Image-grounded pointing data

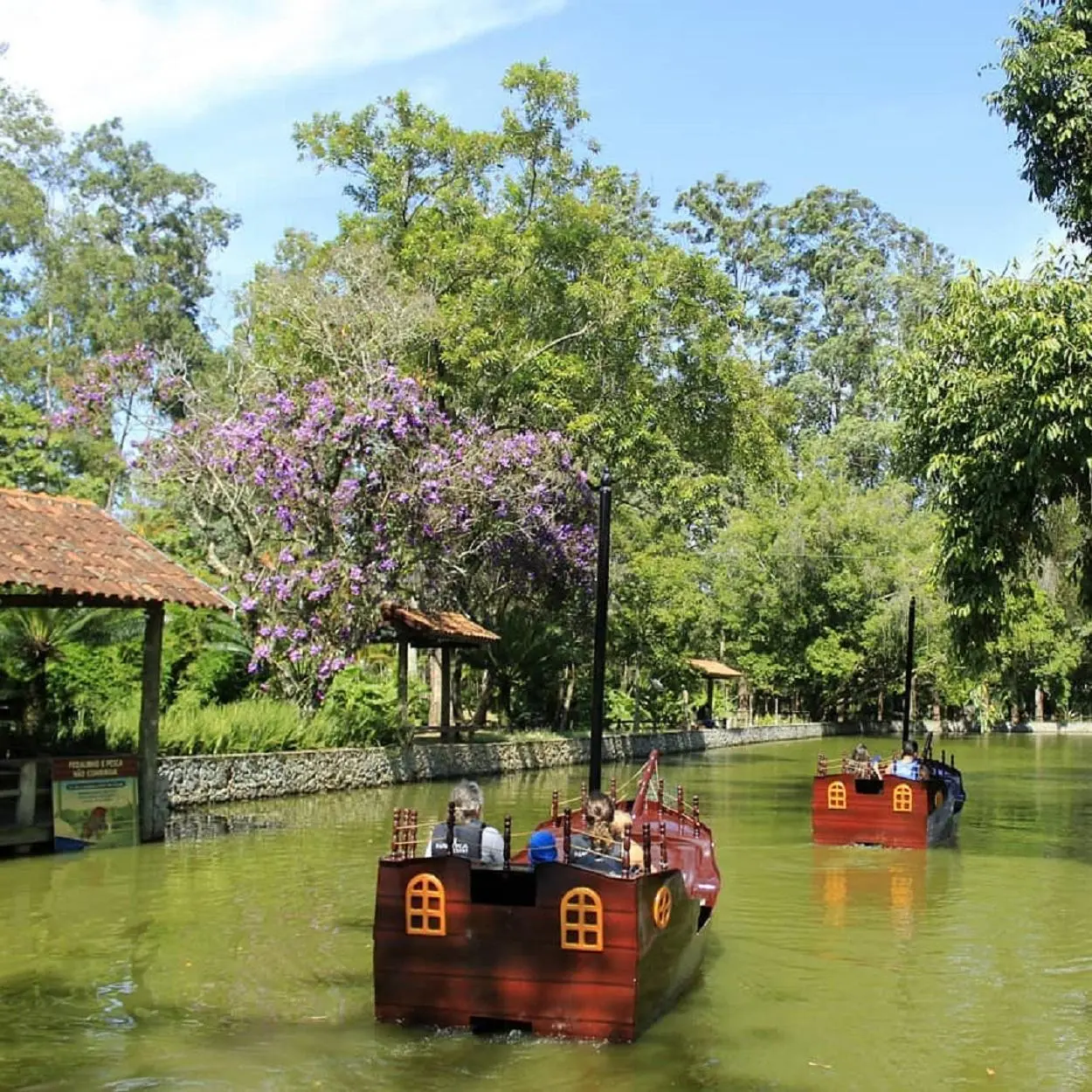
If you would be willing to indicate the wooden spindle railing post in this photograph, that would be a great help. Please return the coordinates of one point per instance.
(394, 833)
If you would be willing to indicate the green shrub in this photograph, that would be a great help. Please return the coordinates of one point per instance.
(362, 708)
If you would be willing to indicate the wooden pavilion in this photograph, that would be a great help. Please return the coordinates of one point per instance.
(422, 629)
(59, 551)
(713, 671)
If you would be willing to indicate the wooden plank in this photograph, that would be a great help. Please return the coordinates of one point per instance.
(468, 959)
(524, 999)
(505, 925)
(619, 1032)
(149, 721)
(27, 794)
(25, 835)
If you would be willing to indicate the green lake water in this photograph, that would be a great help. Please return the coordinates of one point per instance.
(245, 961)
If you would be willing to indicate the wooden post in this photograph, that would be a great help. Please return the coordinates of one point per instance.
(403, 682)
(27, 794)
(149, 748)
(445, 691)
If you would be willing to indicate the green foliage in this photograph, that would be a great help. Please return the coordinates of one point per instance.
(560, 304)
(1047, 100)
(362, 710)
(997, 418)
(812, 592)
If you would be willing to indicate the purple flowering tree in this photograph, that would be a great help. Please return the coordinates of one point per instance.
(315, 505)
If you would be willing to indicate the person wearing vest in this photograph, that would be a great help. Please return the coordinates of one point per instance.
(908, 764)
(473, 839)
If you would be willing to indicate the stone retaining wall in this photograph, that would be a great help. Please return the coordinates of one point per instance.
(215, 778)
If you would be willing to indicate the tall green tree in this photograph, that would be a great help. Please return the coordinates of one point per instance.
(560, 302)
(1047, 100)
(996, 418)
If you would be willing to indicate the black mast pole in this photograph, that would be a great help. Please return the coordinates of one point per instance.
(599, 642)
(909, 673)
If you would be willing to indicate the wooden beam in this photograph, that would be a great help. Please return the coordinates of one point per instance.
(403, 684)
(27, 794)
(445, 690)
(149, 721)
(66, 599)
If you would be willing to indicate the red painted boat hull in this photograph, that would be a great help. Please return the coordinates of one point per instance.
(501, 966)
(895, 812)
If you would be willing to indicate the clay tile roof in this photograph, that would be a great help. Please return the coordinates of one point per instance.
(715, 669)
(73, 547)
(435, 628)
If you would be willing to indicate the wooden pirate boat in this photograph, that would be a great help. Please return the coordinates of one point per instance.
(558, 947)
(554, 948)
(866, 804)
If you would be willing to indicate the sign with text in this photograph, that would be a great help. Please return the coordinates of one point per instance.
(95, 802)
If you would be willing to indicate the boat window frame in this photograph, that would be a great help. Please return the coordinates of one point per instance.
(432, 909)
(584, 934)
(837, 796)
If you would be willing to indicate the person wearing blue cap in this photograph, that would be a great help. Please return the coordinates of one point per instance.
(541, 847)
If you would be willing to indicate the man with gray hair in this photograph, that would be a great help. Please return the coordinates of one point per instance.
(473, 839)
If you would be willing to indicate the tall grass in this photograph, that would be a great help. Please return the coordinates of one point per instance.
(259, 724)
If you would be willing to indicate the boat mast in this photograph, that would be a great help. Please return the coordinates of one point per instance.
(599, 640)
(909, 673)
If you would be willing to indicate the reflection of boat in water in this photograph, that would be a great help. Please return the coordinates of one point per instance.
(909, 803)
(556, 948)
(559, 947)
(866, 804)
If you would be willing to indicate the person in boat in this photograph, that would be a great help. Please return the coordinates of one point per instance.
(594, 847)
(542, 847)
(619, 824)
(473, 838)
(908, 765)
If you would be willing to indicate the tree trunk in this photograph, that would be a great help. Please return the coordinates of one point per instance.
(457, 690)
(484, 699)
(35, 711)
(570, 689)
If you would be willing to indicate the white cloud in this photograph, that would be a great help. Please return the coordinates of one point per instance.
(156, 60)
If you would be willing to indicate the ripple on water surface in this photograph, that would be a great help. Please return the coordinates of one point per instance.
(244, 961)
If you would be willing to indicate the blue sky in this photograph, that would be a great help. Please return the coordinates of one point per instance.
(885, 99)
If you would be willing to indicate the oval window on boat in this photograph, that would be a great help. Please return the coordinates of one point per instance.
(835, 796)
(426, 907)
(582, 921)
(662, 908)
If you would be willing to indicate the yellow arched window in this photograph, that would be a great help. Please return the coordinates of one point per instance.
(582, 921)
(835, 796)
(662, 908)
(426, 907)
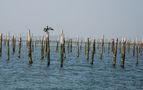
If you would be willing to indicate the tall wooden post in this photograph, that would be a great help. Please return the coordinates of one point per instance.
(1, 39)
(19, 43)
(123, 52)
(29, 41)
(93, 52)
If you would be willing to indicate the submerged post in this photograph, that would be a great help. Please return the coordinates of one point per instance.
(29, 41)
(48, 43)
(19, 43)
(8, 48)
(114, 51)
(137, 52)
(1, 39)
(123, 52)
(62, 39)
(93, 52)
(88, 49)
(42, 48)
(13, 43)
(78, 48)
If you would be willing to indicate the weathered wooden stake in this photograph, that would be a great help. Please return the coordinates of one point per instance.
(78, 48)
(134, 48)
(19, 43)
(114, 50)
(88, 49)
(62, 41)
(57, 47)
(71, 45)
(8, 48)
(101, 48)
(137, 51)
(29, 41)
(1, 39)
(42, 48)
(48, 50)
(13, 44)
(93, 52)
(123, 52)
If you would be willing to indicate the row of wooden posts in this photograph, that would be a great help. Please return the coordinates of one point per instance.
(90, 47)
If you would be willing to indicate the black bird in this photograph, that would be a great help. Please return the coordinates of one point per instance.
(48, 28)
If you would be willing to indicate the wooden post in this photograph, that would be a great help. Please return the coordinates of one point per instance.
(88, 49)
(62, 41)
(123, 52)
(109, 47)
(137, 51)
(114, 50)
(128, 43)
(134, 48)
(8, 48)
(48, 49)
(78, 48)
(13, 44)
(93, 52)
(29, 48)
(42, 48)
(1, 39)
(81, 45)
(19, 50)
(71, 45)
(57, 47)
(101, 48)
(85, 48)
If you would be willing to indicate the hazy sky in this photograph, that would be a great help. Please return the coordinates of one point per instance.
(84, 18)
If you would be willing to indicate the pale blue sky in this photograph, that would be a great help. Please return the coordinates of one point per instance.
(84, 18)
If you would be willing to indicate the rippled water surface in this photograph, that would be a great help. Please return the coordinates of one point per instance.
(77, 73)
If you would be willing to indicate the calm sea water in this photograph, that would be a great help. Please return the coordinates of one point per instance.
(77, 73)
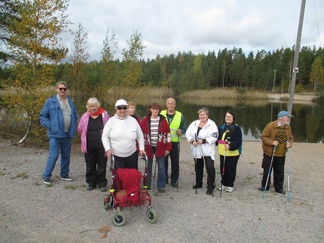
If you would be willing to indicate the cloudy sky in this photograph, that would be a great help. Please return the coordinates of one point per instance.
(172, 26)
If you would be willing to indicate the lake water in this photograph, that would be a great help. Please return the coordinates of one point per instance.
(307, 123)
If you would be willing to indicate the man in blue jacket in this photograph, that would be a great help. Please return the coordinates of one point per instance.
(60, 117)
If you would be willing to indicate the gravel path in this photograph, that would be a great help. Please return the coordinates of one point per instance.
(66, 212)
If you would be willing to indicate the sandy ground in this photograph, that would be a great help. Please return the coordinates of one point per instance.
(66, 212)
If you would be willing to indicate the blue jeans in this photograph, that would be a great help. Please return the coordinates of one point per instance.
(161, 180)
(57, 145)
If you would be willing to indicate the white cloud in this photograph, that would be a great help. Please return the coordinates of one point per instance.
(173, 26)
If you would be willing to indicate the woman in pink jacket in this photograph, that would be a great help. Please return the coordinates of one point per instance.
(90, 128)
(157, 141)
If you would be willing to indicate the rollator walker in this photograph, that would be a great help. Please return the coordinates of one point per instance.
(128, 189)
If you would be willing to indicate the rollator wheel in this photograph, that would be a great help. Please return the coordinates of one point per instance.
(151, 215)
(119, 219)
(108, 203)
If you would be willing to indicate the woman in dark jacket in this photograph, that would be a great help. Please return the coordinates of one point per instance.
(229, 149)
(157, 141)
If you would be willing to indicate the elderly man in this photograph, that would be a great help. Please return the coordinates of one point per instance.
(177, 127)
(276, 139)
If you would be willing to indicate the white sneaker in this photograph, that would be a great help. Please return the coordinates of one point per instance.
(229, 189)
(66, 178)
(221, 188)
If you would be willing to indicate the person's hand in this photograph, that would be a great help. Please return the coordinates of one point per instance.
(142, 153)
(179, 132)
(288, 145)
(108, 152)
(227, 146)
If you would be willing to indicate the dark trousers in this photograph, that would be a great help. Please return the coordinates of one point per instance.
(278, 168)
(210, 169)
(174, 157)
(130, 162)
(230, 170)
(96, 164)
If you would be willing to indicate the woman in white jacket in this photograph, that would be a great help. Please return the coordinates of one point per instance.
(202, 134)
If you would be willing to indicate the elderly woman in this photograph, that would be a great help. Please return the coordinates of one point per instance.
(229, 149)
(90, 128)
(120, 135)
(202, 134)
(157, 139)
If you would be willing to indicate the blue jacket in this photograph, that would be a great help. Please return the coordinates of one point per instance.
(51, 117)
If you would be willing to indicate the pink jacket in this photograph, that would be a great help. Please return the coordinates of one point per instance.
(83, 128)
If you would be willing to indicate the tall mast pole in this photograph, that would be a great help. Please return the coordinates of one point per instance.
(296, 56)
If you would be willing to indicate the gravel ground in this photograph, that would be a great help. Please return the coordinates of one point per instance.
(66, 212)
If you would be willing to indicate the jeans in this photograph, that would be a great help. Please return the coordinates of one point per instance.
(57, 145)
(229, 176)
(278, 168)
(161, 180)
(96, 164)
(210, 168)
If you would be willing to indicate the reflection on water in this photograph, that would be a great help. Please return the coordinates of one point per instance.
(307, 123)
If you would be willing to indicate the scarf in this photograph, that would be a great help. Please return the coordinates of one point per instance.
(99, 112)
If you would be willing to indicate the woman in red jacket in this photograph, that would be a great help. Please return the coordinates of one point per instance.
(157, 141)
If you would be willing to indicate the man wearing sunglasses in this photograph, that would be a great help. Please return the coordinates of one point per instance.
(60, 117)
(119, 137)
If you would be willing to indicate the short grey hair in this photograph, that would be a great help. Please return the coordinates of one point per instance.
(61, 82)
(204, 109)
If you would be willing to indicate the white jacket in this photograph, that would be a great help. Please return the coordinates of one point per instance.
(208, 132)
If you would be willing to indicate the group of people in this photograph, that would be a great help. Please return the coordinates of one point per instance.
(125, 136)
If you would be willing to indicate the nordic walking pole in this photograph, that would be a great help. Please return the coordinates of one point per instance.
(269, 172)
(222, 172)
(196, 159)
(154, 172)
(202, 155)
(288, 176)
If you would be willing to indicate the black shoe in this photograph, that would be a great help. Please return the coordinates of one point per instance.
(103, 189)
(261, 189)
(90, 188)
(280, 191)
(209, 191)
(196, 186)
(174, 183)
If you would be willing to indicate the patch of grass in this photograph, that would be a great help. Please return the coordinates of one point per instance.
(21, 175)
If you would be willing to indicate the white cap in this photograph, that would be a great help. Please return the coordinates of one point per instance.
(121, 102)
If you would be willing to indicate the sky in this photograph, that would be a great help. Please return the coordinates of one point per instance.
(197, 26)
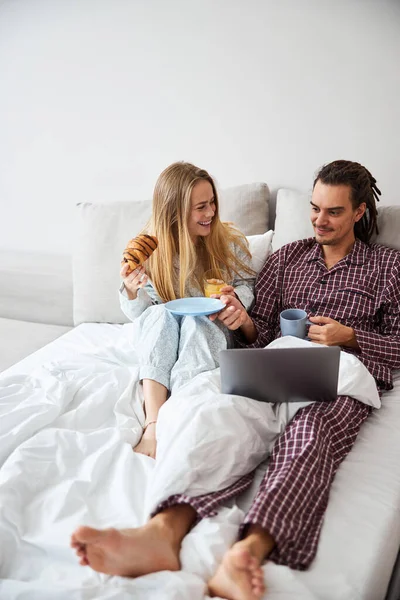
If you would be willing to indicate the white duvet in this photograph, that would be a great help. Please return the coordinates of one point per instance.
(66, 431)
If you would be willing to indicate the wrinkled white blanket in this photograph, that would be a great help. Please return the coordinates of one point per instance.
(65, 461)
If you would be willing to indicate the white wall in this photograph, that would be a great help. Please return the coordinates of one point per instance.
(98, 96)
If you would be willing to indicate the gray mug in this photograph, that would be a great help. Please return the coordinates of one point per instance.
(294, 321)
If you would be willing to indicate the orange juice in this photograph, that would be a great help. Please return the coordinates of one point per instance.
(213, 286)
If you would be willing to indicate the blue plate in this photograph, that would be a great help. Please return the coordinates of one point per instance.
(195, 307)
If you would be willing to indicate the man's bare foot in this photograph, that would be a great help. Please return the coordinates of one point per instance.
(239, 576)
(126, 552)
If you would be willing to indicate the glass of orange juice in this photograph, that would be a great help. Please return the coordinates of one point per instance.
(214, 282)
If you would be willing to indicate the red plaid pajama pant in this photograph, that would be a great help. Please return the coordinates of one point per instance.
(293, 495)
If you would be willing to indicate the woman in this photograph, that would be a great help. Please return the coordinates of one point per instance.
(191, 240)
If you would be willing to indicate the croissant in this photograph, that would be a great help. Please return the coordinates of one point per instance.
(139, 249)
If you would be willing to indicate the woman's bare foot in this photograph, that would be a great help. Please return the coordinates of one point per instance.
(239, 576)
(126, 552)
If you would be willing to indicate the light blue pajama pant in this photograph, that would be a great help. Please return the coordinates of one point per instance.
(173, 349)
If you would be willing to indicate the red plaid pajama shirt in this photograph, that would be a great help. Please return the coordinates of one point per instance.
(361, 291)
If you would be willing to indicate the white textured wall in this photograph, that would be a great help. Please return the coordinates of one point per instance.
(98, 96)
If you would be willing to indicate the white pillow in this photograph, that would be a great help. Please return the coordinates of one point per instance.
(292, 221)
(260, 248)
(103, 230)
(389, 227)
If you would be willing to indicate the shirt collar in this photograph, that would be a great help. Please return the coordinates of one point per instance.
(359, 254)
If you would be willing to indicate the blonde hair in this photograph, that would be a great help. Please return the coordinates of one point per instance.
(171, 210)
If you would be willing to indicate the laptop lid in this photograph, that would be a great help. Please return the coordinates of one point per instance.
(281, 374)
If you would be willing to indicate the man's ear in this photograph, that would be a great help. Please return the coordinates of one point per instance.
(360, 211)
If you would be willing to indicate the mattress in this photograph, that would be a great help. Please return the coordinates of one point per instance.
(65, 432)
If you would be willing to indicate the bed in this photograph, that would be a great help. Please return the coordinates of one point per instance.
(69, 414)
(65, 439)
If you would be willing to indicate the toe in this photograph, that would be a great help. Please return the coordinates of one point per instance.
(89, 535)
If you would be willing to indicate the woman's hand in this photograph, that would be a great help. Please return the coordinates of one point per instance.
(234, 315)
(133, 280)
(148, 443)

EXERCISE OBJECTIVE:
The required output is the line containing "If you would be willing to indicate the woman's hand" through the last line of the records above, each copied exactly and nothing more.

PROBLEM SOLUTION:
If you would be willing to indicate the woman's hand in this photograph, that would be a great help. Please return the coordinates of one point per instance.
(234, 315)
(133, 280)
(148, 443)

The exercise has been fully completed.